> [Set exercise] Set down, word for word, the portion of the Python regular expression thread that begins at the words "What I came" and stops after the words "do you think?".

> [Excerpt to read]
....................

What I came up with is :
names = re.compile(r'(\w+)\s*=').findall(s)
the corresponding values
values = re.split(r'\w+\s*=',s)[1:]
It dose not look good but it works. What do you think?
Thanks,Qilong
- Original Message
From: 7stud <[EMAIL PROTECTED]>
To: [EMAIL PROTECTED]
Sent: Wednesday, April 11, 2007 8:27:57 PM
Subject: Re: python regular expression help
On Apr 11, 7:41 pm, liupeng <[EMAIL PROTECTED]> wrote:
> pattern = re.compile(r'\w+\s*=\s*[0-9]*.[0-9]*\s*')
> lists = pattern.findall(s)
> print lists
> ['a=4 ', 'b=3.4 ', 'c=4.5']
>
> On Wed, Apr 11, 2007 at 06:10:07PM -0700, Qilong Ren wrote:
> > Hi, everyone,
>
> > I am extracting some information from a given string using python RE. The
> > string is ,for example,
> >s = 'a = 4 b =3.4 5.4 c = 4.5'
> > What I want is :
> >a = 4
> > b = 3.4 5.4
> >c = 4.5
> > Right now I use :
> >pattern = re.compile(r'\w+\s*=\s*.*?\s+')

....................

> [Data section]
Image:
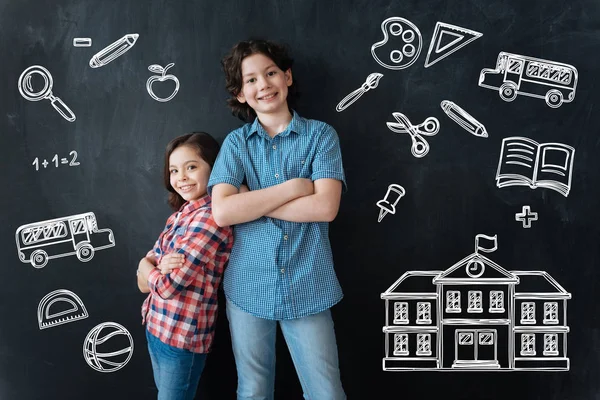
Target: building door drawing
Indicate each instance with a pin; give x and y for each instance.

....................

> [Solution for this problem]
What I came up with is :
names = re.compile(r'(\w+)\s*=').findall(s)
the corresponding values
values = re.split(r'\w+\s*=',s)[1:]
It dose not look good but it works. What do you think?